*Exercise inputs:*
·····

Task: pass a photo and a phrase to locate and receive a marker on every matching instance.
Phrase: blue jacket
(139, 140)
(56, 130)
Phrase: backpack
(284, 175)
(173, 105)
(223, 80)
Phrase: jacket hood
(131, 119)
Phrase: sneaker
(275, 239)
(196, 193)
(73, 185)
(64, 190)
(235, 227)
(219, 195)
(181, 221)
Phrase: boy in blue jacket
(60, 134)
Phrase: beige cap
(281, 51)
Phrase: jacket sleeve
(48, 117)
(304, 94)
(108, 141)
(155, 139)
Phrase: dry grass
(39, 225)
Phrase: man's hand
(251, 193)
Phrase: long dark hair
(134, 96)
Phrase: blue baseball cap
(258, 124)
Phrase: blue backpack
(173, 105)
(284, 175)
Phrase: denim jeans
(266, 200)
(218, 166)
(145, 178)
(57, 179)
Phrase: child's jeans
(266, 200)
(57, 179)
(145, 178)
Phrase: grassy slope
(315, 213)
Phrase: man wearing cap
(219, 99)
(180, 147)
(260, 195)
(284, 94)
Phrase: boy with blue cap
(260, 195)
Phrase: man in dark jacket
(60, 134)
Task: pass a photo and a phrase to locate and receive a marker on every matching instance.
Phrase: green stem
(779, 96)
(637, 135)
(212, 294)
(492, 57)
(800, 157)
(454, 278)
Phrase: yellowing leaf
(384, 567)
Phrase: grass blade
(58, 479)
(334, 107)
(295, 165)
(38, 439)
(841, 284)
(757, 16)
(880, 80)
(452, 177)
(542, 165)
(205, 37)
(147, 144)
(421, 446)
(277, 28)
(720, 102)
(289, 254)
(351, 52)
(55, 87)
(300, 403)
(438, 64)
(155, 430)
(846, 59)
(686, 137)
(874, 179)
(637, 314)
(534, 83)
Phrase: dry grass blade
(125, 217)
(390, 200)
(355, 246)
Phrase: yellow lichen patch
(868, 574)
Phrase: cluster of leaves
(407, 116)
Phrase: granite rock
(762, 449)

·····

*Task details:* Reprint the whole listing above exactly.

*Answer space:*
Task: pass a photo and a phrase to locate and receive a marker on every matching instance.
Phrase: blue jacket
(139, 140)
(56, 130)
Phrase: backpack
(284, 175)
(173, 105)
(223, 80)
Phrase: jacket hood
(131, 119)
Phrase: sneaker
(275, 239)
(196, 193)
(73, 185)
(64, 190)
(235, 227)
(219, 195)
(181, 221)
Phrase: boy in blue jacket
(60, 134)
Phrase: beige cap
(281, 51)
Phrase: jacket sleeve
(48, 117)
(304, 94)
(108, 141)
(155, 139)
Phrase: dry grass
(39, 225)
Phrase: man's hand
(251, 193)
Phrase: long dark hair
(134, 96)
Phrase: blue baseball cap
(258, 124)
Phrase: blue backpack
(173, 105)
(284, 175)
Phrase: denim jeans
(266, 200)
(218, 166)
(145, 178)
(57, 179)
Phrase: child's jeans
(266, 200)
(57, 179)
(145, 178)
Phrase: grassy slope
(315, 213)
Phrase: man wearing cap
(219, 99)
(180, 147)
(260, 195)
(284, 94)
Phrase: boy with blue cap
(260, 195)
Phrase: man in dark jacket
(60, 134)
Task: pass a photo and a phrase to locate and receive a marker on every matching instance.
Phrase: green stem
(779, 96)
(637, 135)
(212, 294)
(492, 57)
(800, 157)
(454, 278)
Phrase: yellowing leaf
(384, 567)
Phrase: grass blade
(58, 479)
(334, 107)
(295, 165)
(38, 439)
(841, 284)
(757, 16)
(880, 80)
(452, 177)
(542, 165)
(205, 37)
(147, 144)
(421, 446)
(277, 28)
(720, 102)
(289, 254)
(351, 52)
(55, 87)
(300, 403)
(438, 64)
(155, 430)
(846, 59)
(686, 137)
(874, 179)
(637, 314)
(534, 83)
Phrase: dry grass blade
(125, 217)
(390, 200)
(355, 246)
Phrase: yellow lichen patch
(868, 574)
Phrase: cluster of leaves
(407, 116)
Phrase: granite rock
(762, 449)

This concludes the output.